REQUESTS:
(a) Answer each question from the essay on the Kraków exhibition below, marking your answers (i), (ii), (iii):
(i) What is the exhibition called, and at which museum is it held?
(ii) What does the photo-realistic painting photographed by the well-dressed woman depict?
(iii) How many rooms and how many paintings does the essay say the exhibition contains?
(b) For each statement below, say whether it agrees with the essay on the Kraków exhibition, answering yes or no and quoting the words that decide it:
(i) The exhibition sets out to show the variety of artistic styles that arose in the nineteenth century.
(ii) Unable to bear the gallery, the narrator sits down.
(iii) The essay likens the slogans on the walls to inspirational quotes that teenagers post on their Tumblrs.
(c) List every social media platform named in the essay on the Kraków exhibition below.

SOURCE:
+-------+

I’ve walked into a Pinterest board. A cloud of companions orbits around each picture, pattern-matched by some superficial algorithm. I can’t keep my gaze constant; I follow all the hyperlinks, until I click through to the other side of the gallery.

The round artworks grouped together — then the brown ones — the mosaicked — the dappled — the depthless. The portraits held only by the fame of their authors: Witkacy’s fanged, alluring monstrosity jostling for attention with Boznańska’s hastily confident self-portrait. Three small rooms, a hundred paintings — look at me and at me and at me!

I can’t stand it; I sit down. I curse under my breath in art-historese. How postmodern. How post-museum, post-art. Post-image, post something — on Facebook or on Instagram.

“This one is cool,” a well-dressed woman sums up a photo-realistic mailbox against a peeling wall. I hear the ch-CH! of her camera. She will soon post this photo of a painting of a photo of a postbox on a wall… on her Facebook wall.

This is what I came here to escape. The image-saturated digital world. The world of phrases like “image-saturated.” I want a small canvas on a spacious wall to cradle me into transcendence. Instead, the paintings point at each other and at my camera, hurrying me along, repelling.

Slogans adorn the walls — artworld equivalents of the inspirational quotes with which teenagers plaster their Tumblrs.

Does the museum turn a work into an object or an object into a work?

It’s both, of course, but this particular museum leans terrifyingly objectificationist. Next to a series of paintings thematizing roundness (as an art historian would put it), an otherwise masterful landscape turns to mere pattern, a shard of glass in the service of the kaleidoscope.

The exhibition (“The Situation has Changed,” at Kraków’s National Museum) aims to showcase the bewildering variety of artistic styles which sprung up during the twentieth century. And so it does — but at what cost?

The paintings become exhibits — in a prosecution. Damning evidence against the twentieth century. A hundred artworks, each one marching towards progress — only to find itself back where it started. Only to find that it’s no different from its neighbor: nothing but paint on a canvas.

+-------+

DATA LISTING:
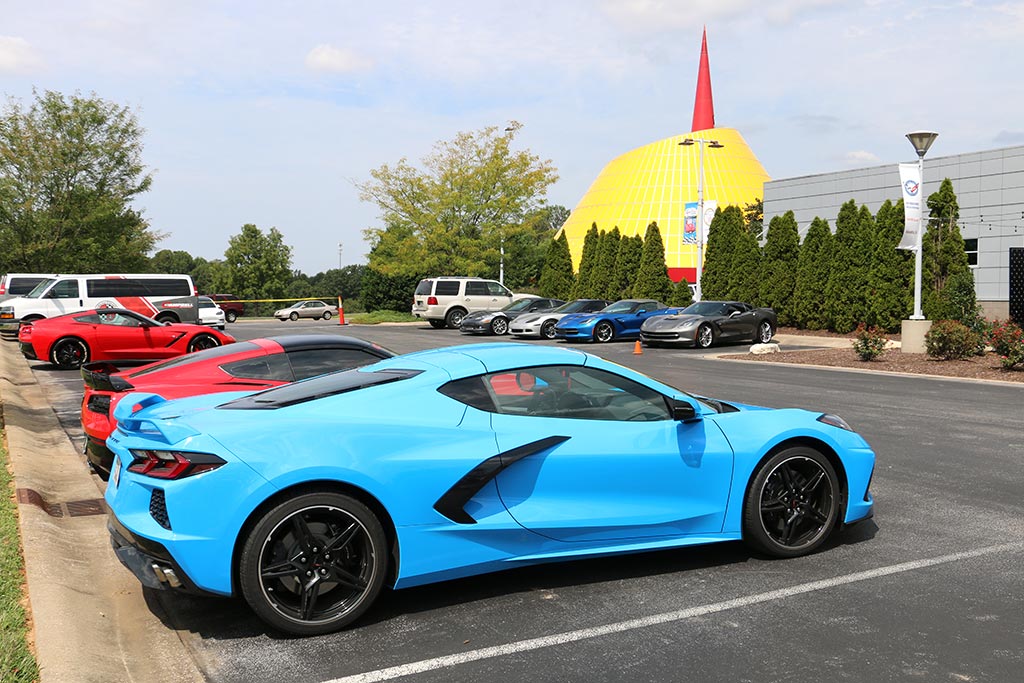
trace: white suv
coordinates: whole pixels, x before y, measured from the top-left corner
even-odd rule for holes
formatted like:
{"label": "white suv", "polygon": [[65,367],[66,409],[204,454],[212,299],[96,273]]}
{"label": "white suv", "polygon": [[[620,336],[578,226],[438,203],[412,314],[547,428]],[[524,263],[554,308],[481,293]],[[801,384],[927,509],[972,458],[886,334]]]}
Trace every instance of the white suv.
{"label": "white suv", "polygon": [[416,286],[413,315],[436,329],[458,328],[466,313],[498,310],[513,299],[512,292],[494,280],[482,278],[428,278]]}

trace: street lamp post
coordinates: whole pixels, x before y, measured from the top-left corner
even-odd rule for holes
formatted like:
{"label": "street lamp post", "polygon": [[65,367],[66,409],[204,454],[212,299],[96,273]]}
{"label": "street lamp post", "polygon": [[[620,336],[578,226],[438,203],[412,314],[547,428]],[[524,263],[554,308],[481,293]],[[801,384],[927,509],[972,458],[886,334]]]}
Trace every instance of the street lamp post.
{"label": "street lamp post", "polygon": [[[703,290],[700,289],[700,273],[703,272],[703,147],[707,144],[712,150],[721,150],[725,145],[718,140],[706,140],[702,137],[687,137],[680,142],[684,146],[697,144],[700,147],[700,161],[697,164],[697,282],[696,296],[694,300],[700,301],[703,298]],[[679,237],[679,254],[683,253],[682,232]]]}
{"label": "street lamp post", "polygon": [[914,248],[913,252],[913,315],[910,316],[911,321],[923,321],[925,315],[921,311],[921,270],[922,270],[922,258],[921,253],[923,251],[922,244],[925,233],[925,155],[928,154],[928,148],[932,146],[932,142],[939,134],[932,132],[930,130],[919,130],[913,133],[907,133],[906,139],[910,140],[910,144],[913,145],[914,151],[918,153],[918,183],[921,185],[921,207],[922,207],[922,219],[918,224],[918,246]]}

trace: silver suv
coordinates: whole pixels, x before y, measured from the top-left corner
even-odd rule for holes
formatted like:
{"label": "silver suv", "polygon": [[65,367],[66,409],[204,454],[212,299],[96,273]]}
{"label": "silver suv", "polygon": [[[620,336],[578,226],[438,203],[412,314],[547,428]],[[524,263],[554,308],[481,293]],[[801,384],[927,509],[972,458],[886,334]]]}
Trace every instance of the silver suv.
{"label": "silver suv", "polygon": [[436,329],[458,328],[466,313],[498,310],[511,302],[512,292],[494,280],[482,278],[428,278],[416,286],[413,315]]}

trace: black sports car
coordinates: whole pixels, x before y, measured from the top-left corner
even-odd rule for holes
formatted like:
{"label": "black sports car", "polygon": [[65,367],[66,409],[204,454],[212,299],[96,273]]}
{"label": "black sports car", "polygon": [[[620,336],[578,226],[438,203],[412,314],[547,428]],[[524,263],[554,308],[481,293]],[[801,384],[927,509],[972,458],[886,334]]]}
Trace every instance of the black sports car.
{"label": "black sports car", "polygon": [[708,348],[717,342],[767,343],[778,321],[771,308],[755,308],[741,301],[700,301],[671,315],[644,321],[640,341],[646,346],[680,345]]}

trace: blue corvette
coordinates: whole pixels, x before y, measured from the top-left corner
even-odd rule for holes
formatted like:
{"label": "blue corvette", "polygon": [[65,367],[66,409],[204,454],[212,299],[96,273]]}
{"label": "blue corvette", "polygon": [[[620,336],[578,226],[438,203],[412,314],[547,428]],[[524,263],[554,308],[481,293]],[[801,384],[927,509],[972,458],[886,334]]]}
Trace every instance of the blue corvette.
{"label": "blue corvette", "polygon": [[842,419],[683,393],[574,349],[480,344],[115,412],[112,542],[142,584],[328,633],[382,588],[745,541],[810,553],[871,515]]}
{"label": "blue corvette", "polygon": [[653,299],[623,299],[596,313],[573,313],[555,325],[555,339],[609,342],[612,339],[639,339],[640,326],[652,315],[678,313]]}

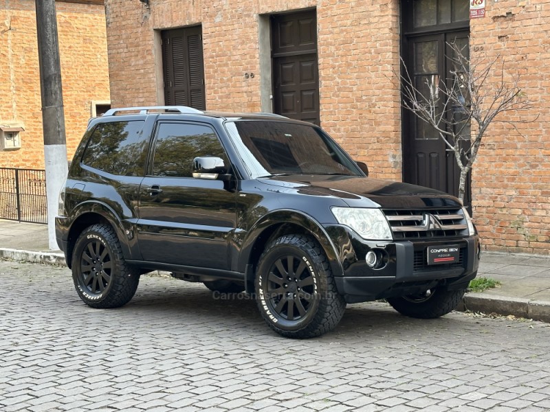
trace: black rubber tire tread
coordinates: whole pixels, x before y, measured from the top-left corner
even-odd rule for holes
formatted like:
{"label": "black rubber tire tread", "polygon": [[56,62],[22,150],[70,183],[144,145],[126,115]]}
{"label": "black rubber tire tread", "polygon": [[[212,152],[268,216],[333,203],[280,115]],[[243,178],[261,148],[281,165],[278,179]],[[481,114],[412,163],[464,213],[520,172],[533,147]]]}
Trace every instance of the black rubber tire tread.
{"label": "black rubber tire tread", "polygon": [[403,297],[388,297],[386,300],[397,312],[420,319],[432,319],[452,311],[462,300],[465,290],[445,290],[436,288],[430,299],[424,302],[415,303]]}
{"label": "black rubber tire tread", "polygon": [[[111,283],[104,297],[98,300],[88,299],[78,287],[78,277],[80,276],[79,251],[80,243],[86,244],[86,236],[90,233],[99,235],[103,238],[111,255],[114,267]],[[75,244],[72,262],[73,280],[80,299],[89,306],[98,309],[120,308],[129,302],[140,283],[140,271],[130,266],[124,260],[120,242],[114,229],[109,225],[96,224],[85,229],[79,236]]]}
{"label": "black rubber tire tread", "polygon": [[309,339],[320,336],[334,329],[340,323],[346,310],[346,301],[344,297],[338,293],[336,283],[332,275],[327,256],[319,244],[311,236],[301,234],[285,235],[275,240],[265,248],[260,256],[258,268],[267,253],[280,245],[294,246],[305,252],[316,266],[319,275],[319,293],[322,297],[320,299],[317,312],[311,321],[300,330],[288,331],[278,328],[269,319],[265,312],[258,294],[258,279],[256,276],[255,292],[256,301],[260,313],[269,326],[278,334],[286,338]]}
{"label": "black rubber tire tread", "polygon": [[203,283],[212,292],[219,292],[220,293],[239,293],[245,290],[243,284],[225,279],[204,282]]}

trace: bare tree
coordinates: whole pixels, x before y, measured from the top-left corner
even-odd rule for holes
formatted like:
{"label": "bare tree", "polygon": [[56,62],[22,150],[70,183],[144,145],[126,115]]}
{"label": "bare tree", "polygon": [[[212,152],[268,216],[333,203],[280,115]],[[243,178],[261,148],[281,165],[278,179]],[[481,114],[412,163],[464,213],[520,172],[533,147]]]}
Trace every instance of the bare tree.
{"label": "bare tree", "polygon": [[398,76],[403,105],[432,127],[454,152],[461,170],[459,197],[463,202],[467,176],[489,126],[507,123],[521,134],[516,125],[534,120],[514,119],[510,112],[517,114],[533,106],[518,87],[519,76],[507,75],[500,55],[470,59],[468,45],[456,41],[448,45],[452,78],[436,78],[416,85],[404,64]]}

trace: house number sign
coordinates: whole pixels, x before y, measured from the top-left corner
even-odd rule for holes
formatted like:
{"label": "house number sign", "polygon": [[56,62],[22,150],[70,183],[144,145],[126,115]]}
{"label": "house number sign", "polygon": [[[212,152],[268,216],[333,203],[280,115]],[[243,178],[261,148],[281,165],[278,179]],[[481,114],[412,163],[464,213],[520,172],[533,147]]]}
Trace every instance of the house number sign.
{"label": "house number sign", "polygon": [[470,0],[470,18],[485,16],[485,0]]}

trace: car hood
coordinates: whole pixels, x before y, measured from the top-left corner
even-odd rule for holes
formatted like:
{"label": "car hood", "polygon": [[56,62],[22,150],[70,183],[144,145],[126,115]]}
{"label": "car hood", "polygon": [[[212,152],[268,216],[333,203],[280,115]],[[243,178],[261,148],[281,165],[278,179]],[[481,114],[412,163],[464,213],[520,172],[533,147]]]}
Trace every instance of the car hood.
{"label": "car hood", "polygon": [[268,185],[292,187],[304,194],[339,198],[353,207],[402,209],[461,206],[456,198],[439,190],[371,177],[292,175],[260,180]]}

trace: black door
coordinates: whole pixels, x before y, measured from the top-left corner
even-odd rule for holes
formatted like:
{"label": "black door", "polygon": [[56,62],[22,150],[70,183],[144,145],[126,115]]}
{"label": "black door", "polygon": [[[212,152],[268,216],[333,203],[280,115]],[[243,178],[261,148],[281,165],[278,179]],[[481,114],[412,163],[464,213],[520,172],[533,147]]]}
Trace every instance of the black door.
{"label": "black door", "polygon": [[[444,96],[442,82],[451,87],[454,67],[448,44],[456,42],[468,53],[468,0],[404,1],[404,60],[415,87],[424,95]],[[456,116],[453,108],[445,113]],[[466,128],[463,133],[469,133]],[[458,195],[460,170],[454,152],[436,130],[410,112],[403,116],[404,180]],[[467,192],[465,203],[470,201]]]}
{"label": "black door", "polygon": [[162,32],[164,102],[206,110],[201,26]]}
{"label": "black door", "polygon": [[272,17],[276,113],[320,125],[315,10]]}
{"label": "black door", "polygon": [[236,194],[221,181],[191,173],[198,156],[227,162],[215,132],[204,124],[162,122],[155,135],[152,165],[140,188],[138,239],[144,260],[229,269]]}

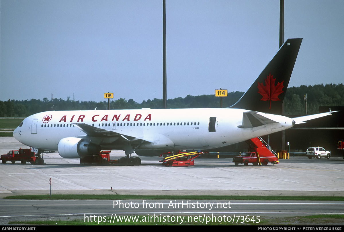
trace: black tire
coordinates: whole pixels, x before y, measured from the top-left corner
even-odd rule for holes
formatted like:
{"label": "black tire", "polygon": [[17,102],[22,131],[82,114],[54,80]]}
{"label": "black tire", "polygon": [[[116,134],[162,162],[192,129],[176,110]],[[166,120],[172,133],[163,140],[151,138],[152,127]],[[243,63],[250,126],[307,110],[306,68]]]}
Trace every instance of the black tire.
{"label": "black tire", "polygon": [[139,165],[141,164],[141,159],[138,157],[134,158],[135,165]]}
{"label": "black tire", "polygon": [[126,165],[127,162],[125,157],[122,157],[119,159],[119,164],[121,165]]}
{"label": "black tire", "polygon": [[101,160],[101,164],[103,165],[108,165],[109,161],[108,161],[107,159],[104,158]]}
{"label": "black tire", "polygon": [[128,160],[128,165],[129,166],[133,166],[135,165],[135,159],[133,157],[131,157]]}
{"label": "black tire", "polygon": [[43,158],[39,158],[36,159],[36,164],[42,165],[44,164],[44,160]]}

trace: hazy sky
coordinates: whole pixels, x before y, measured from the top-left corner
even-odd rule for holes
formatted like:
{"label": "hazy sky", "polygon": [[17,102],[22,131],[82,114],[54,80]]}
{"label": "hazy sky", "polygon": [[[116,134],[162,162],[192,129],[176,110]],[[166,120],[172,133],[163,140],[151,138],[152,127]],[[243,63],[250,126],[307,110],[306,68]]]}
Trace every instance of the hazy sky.
{"label": "hazy sky", "polygon": [[[285,40],[303,38],[289,86],[343,83],[344,0],[284,9]],[[168,98],[246,91],[279,14],[277,0],[166,0]],[[0,100],[162,98],[162,0],[1,0],[0,20]]]}

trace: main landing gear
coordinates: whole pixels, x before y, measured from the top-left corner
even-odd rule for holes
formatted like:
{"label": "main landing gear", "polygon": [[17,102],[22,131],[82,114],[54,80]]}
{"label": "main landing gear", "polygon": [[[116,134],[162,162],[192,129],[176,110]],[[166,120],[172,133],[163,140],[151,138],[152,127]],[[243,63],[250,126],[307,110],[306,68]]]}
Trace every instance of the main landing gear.
{"label": "main landing gear", "polygon": [[138,157],[122,157],[119,159],[119,164],[123,166],[133,166],[141,164],[141,159]]}

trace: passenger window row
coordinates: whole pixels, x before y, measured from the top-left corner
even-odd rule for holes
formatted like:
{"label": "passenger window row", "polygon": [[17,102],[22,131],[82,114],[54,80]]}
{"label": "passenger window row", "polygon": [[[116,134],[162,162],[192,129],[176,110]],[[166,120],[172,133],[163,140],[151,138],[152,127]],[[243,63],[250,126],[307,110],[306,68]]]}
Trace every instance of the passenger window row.
{"label": "passenger window row", "polygon": [[[63,125],[63,126],[62,125]],[[44,124],[44,127],[72,127],[72,126],[73,127],[74,125],[72,125],[72,124],[54,124],[53,126],[52,124]],[[41,127],[43,127],[43,124],[42,124],[41,125]]]}

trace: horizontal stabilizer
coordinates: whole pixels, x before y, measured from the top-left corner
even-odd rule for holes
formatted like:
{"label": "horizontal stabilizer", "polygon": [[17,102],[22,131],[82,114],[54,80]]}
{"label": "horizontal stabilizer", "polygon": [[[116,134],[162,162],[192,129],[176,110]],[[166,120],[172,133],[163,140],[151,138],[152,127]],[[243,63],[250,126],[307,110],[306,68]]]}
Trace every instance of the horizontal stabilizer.
{"label": "horizontal stabilizer", "polygon": [[255,111],[250,111],[245,112],[243,114],[243,123],[239,127],[240,128],[250,128],[269,123],[278,123],[278,122],[258,114]]}
{"label": "horizontal stabilizer", "polygon": [[292,119],[293,120],[295,121],[295,124],[301,124],[301,123],[306,123],[306,121],[324,117],[329,115],[332,115],[331,113],[334,112],[337,112],[337,111],[333,111],[331,112],[326,112],[325,113],[317,113],[316,114],[312,114],[311,115],[306,115],[305,116],[301,116],[301,117],[297,117]]}

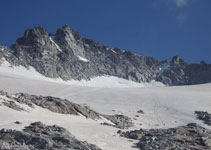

+-------+

TASK-BY-TASK RESULTS:
(a)
(i) It is called "The Situation has Changed," and it is held at Kraków's National Museum.
(ii) It depicts a mailbox against a peeling wall.
(iii) Three small rooms and a hundred paintings.

(b)
(i) No: "the bewildering variety of artistic styles which sprung up during the twentieth century."
(ii) Yes: "I can’t stand it; I sit down."
(iii) Yes: "artworld equivalents of the inspirational quotes with which teenagers plaster their Tumblrs."

(c) Pinterest, Facebook, Instagram, Tumblr